== Selected excerpt ==
_ _ _ _ _ _ _
This little plastic doll came home with Keira one day from the Recycling Centre, and I haven't yet gotten around to giving her a wash and a new outfit. The handknitted dress she is currently wearing appears to have been knit onto her, I may have to use scissors to remove her from its clutches. Splotches of green paint are caked into the wool. Her entire body is rigid and non-bendy and she has staring eyes made from blue glass. She almost reminds me of a doll from my childhood, but I remember my mother saying she was disappointed that neither I nor my sister had much interest in dolls when we were small. I do remember a vague feeling of obligation towards dolls; as though I should like them because I was a girl, and that's what girls did. But they just seemed like a lot of 'work' to me- changing them, 'feeding' them, pushing them around in a pram.
This is the kind of doll that would make a perfect lampshade, as it happens.
Over the weekend, Tom and I attended a party at a tumbledown but once-glorious mansion on a hill in town. It was a dress-up party, and some friends were so well-disguised it took a while to work out who was who. The rooms were completely dark except for small red lamps in the corner of each one, and one room had a bathtub in the middle, filled with red rose petals and small candles.
_ _ _ _ _ _ _
== Work instruction ==
Continue the post about the plastic doll and the mansion party from after its last sentence.

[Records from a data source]
_ _ _ _ _ _ _
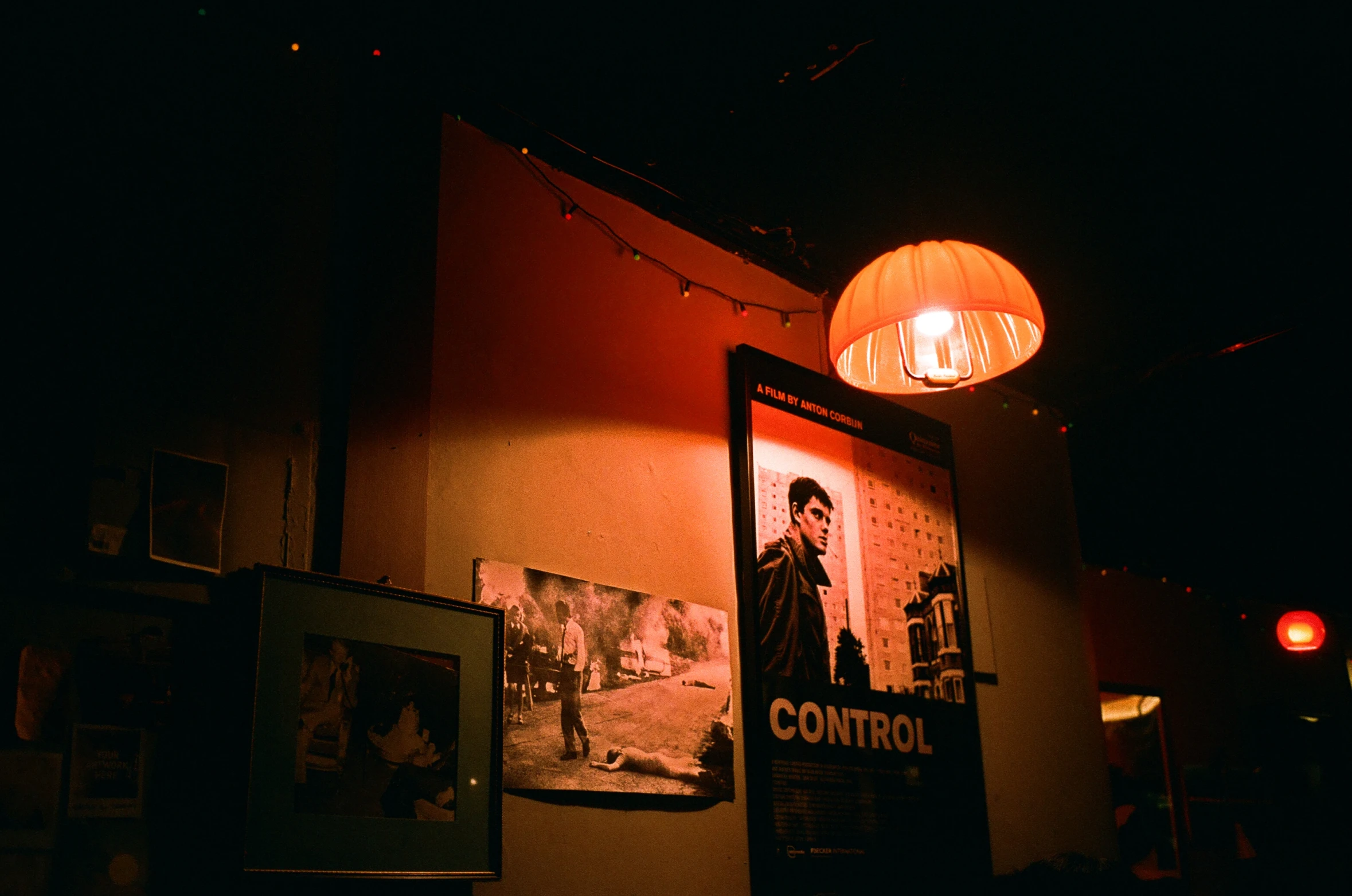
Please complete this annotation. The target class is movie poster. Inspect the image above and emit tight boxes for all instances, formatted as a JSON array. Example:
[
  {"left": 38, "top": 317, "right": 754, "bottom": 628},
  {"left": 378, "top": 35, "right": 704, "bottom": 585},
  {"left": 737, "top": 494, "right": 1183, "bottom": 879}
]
[
  {"left": 475, "top": 559, "right": 734, "bottom": 800},
  {"left": 733, "top": 346, "right": 990, "bottom": 893}
]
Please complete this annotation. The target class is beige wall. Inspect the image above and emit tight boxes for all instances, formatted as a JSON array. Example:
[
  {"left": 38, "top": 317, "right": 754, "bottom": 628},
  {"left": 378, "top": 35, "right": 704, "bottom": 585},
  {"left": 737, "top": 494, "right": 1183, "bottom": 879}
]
[{"left": 411, "top": 119, "right": 1115, "bottom": 895}]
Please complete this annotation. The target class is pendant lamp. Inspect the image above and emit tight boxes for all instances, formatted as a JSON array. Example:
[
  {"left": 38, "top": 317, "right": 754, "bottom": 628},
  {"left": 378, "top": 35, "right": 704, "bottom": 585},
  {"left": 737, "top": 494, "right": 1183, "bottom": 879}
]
[{"left": 830, "top": 239, "right": 1044, "bottom": 394}]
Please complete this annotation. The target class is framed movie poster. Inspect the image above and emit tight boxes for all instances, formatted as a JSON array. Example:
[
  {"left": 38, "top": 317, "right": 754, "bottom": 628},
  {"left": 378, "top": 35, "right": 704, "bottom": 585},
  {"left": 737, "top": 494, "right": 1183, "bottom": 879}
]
[
  {"left": 67, "top": 725, "right": 146, "bottom": 817},
  {"left": 732, "top": 346, "right": 990, "bottom": 893},
  {"left": 245, "top": 566, "right": 503, "bottom": 880}
]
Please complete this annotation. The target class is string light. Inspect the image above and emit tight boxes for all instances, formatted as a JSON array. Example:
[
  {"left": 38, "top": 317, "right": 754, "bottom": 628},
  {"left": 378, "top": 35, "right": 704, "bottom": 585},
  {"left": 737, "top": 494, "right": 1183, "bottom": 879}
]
[{"left": 508, "top": 148, "right": 806, "bottom": 327}]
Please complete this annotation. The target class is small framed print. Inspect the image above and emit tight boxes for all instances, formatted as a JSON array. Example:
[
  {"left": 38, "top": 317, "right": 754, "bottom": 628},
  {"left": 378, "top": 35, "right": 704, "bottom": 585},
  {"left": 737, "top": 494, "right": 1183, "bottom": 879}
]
[
  {"left": 0, "top": 750, "right": 62, "bottom": 850},
  {"left": 150, "top": 449, "right": 229, "bottom": 573},
  {"left": 245, "top": 566, "right": 505, "bottom": 880},
  {"left": 67, "top": 725, "right": 146, "bottom": 817}
]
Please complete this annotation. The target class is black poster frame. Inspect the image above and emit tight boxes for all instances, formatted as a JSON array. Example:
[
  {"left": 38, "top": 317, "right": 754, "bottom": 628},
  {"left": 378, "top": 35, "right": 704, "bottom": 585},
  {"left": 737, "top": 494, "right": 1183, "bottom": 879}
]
[{"left": 729, "top": 345, "right": 991, "bottom": 893}]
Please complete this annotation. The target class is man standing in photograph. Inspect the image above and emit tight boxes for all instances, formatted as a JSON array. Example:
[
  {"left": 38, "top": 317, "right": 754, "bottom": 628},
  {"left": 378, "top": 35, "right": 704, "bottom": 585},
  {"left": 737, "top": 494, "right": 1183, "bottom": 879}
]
[
  {"left": 554, "top": 600, "right": 591, "bottom": 760},
  {"left": 756, "top": 476, "right": 834, "bottom": 684}
]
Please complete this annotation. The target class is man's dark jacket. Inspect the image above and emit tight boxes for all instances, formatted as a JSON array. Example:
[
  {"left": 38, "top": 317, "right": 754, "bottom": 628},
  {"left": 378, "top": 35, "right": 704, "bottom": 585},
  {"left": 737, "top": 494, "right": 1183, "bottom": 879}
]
[{"left": 756, "top": 530, "right": 831, "bottom": 684}]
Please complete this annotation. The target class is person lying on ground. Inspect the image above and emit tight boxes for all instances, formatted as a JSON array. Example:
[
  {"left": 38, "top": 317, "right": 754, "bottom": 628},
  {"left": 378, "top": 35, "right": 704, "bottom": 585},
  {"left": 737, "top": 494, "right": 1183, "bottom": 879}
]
[{"left": 591, "top": 748, "right": 706, "bottom": 784}]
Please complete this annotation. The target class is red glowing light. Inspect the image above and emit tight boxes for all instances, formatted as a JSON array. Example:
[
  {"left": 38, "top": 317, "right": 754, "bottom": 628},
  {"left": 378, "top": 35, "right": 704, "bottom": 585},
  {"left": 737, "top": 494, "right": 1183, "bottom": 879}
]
[{"left": 1276, "top": 609, "right": 1325, "bottom": 653}]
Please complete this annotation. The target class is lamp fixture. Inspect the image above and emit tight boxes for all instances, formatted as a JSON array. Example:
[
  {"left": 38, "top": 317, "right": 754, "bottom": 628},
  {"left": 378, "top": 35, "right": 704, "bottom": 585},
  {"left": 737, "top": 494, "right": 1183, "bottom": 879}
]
[{"left": 830, "top": 239, "right": 1045, "bottom": 394}]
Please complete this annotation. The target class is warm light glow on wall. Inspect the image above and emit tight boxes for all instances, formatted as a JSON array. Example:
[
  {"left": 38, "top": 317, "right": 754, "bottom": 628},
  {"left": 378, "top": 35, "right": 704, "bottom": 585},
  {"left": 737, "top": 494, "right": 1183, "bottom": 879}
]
[
  {"left": 1276, "top": 609, "right": 1325, "bottom": 653},
  {"left": 1099, "top": 693, "right": 1160, "bottom": 722},
  {"left": 830, "top": 239, "right": 1044, "bottom": 394}
]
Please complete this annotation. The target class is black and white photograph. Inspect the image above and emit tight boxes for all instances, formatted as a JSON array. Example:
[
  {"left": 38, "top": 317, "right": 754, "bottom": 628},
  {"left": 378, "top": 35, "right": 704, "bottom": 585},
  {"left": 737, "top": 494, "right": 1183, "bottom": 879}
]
[
  {"left": 295, "top": 632, "right": 460, "bottom": 821},
  {"left": 149, "top": 449, "right": 229, "bottom": 573},
  {"left": 752, "top": 403, "right": 970, "bottom": 703},
  {"left": 475, "top": 559, "right": 734, "bottom": 800}
]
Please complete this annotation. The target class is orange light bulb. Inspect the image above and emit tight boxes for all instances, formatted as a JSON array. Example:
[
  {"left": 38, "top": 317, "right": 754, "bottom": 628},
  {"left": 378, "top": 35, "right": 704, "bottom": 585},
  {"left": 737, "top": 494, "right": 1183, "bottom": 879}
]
[{"left": 1276, "top": 609, "right": 1325, "bottom": 653}]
_ _ _ _ _ _ _
== Exercise result ==
Above the bath was a lampshade made entirely from the heads of old plastic dolls, halved to expose their eye sockets at the back, with the eyes removed. The effect, as the light shone out from the eye sockets like nail-holes through a barn wall, was eerie, but I liked it. The idea of sawing one's dolls' heads in half lengthwise and wiring them together was thrilling to me. I stood there for a long time and tried to imagine the children who had played with the dolls and what they had named them. What their dresses might have been like before being removed for surgery. What had happened to the plastic bodies left over.
I was joined in the room by another guest who told me he once made a doll-head-lamp before, aided by his small daughter. He said it had been quite difficult to saw through some of the plastic dolls, depending on when they had been made, and their design. His daughter is now 16 and plans on studying forensic science at university.